I find the massive amount of longitudinal CA in the images where Nikon objectives are paired with the Raynox lens intriguing.

... but it would seem like Nikon is offloading some of its CA correction onto the tube lens (I believe Zeiss does that as well).

... Also, despite being "infinity corrected", the objective/tube lens combination works a bit better when they are spaced like a Keplerian telescope, which would mean that the objective should sit ~200mm away from the tube lens (the back focal plane of these objectives is usually inside the lens itself). Has anyone tried doing that?

Nikon, Olympus (current UIS, UIS2), and Mitutoyo do not perform addition color correction in the tube lens. Leica and Zeiss do. Keep in mind that the Nikon 10X BE objective shown in the tests is a very low cost achromat, while the Mitutoyo is Plan Apo. I think that is the primary reason for the high longitudinal chromatic aberration. (This is actually a somewhat less of a problem than it might appear when doing image stacking since you are using primarily the in-focus section of each source image where it is less noticeable).

Nikon recommends 100-200mm from objective to tube lens with the MXA20696. Olympus recommends 50-170mm separation. For some time I used a little over 100mm separation with the Nikon tube lens, but lately use it with much less than 100mm. I have not (but should!) do a comparison test, but nothing jumps out at me as being any different as far as image quality is concerned (on APS-C sensor).
----------
• [CHALLENGES]:
(a) Quote the tube lens discussion from "Nikon recommends 100-200mm" to "(on APS-C sensor).".
(b) Write the next part of the discussion of microscope objectives and tube lenses, picking up after its final sentence.

• [DATA EXTRACT]:
----------
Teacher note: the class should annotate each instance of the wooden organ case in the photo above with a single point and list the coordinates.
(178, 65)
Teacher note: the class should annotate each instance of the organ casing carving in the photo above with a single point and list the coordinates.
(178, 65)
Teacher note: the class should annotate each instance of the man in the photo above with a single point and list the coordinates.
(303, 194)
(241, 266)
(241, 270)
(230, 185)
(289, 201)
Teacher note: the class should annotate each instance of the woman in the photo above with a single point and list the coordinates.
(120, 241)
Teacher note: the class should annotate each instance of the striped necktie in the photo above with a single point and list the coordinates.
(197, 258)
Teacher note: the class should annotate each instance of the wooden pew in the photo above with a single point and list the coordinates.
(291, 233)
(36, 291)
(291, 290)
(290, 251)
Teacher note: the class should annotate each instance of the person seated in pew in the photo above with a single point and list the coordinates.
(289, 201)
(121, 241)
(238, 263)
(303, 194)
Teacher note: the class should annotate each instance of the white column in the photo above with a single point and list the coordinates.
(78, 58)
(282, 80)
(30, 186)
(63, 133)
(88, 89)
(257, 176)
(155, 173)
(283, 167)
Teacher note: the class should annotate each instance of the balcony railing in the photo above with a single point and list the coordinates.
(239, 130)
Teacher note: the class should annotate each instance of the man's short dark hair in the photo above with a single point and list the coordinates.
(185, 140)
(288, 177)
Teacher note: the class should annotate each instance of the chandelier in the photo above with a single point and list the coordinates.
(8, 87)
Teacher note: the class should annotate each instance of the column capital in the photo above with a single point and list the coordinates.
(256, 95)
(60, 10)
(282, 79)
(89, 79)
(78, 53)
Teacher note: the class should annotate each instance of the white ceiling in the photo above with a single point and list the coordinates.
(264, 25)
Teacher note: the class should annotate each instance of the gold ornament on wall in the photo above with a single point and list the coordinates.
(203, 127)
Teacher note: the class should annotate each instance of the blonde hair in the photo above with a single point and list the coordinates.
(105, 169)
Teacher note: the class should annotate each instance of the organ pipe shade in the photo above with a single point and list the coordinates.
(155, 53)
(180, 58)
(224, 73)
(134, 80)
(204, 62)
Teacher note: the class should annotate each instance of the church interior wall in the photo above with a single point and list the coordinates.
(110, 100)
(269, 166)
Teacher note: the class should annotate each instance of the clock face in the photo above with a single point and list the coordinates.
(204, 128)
----------
• [RESPONSES FOR EACH TASK]:
(a)
Nikon recommends 100-200mm from objective to tube lens with the MXA20696. Olympus recommends 50-170mm separation. For some time I used a little over 100mm separation with the Nikon tube lens, but lately use it with much less than 100mm. I have not (but should!) do a comparison test, but nothing jumps out at me as being any different as far as image quality is concerned (on APS-C sensor).

(b)
If you mount onto a "regular" telephoto camera lens (as opposed to a microscope tube lens or the Raynox) you need to mount it very close to the front element or you will typically get vignetting.

[rguerra]

Hi Charles,
Thanks for clarifying that. I hadn't realized that the Nikon objective were not APO's. I would have expected the correction to be better, but then again I'm used to monochrome cameras.

Vignetting will definitely be a problem if you place the ITL200 or the MXA20696 200mm away, since their clear aperture is ~30mm, though I imagine the Raynox may be able to do better. The images in the beginning of the thread don't show anything egregious, but I would expect less coma and astigmatism when placed at the "correct" Keplerian spacing. However, since the back pupil of the objective is so small, it's entirely possible that you can get away with placing the lenses closer together without too much trouble.

-R

[Lou Jost]

This is a thread well worth reviving, since all of us who work with infinity objectives face the "tube lens" problem, and the prospect of a $70 Raynox solution is very attractive!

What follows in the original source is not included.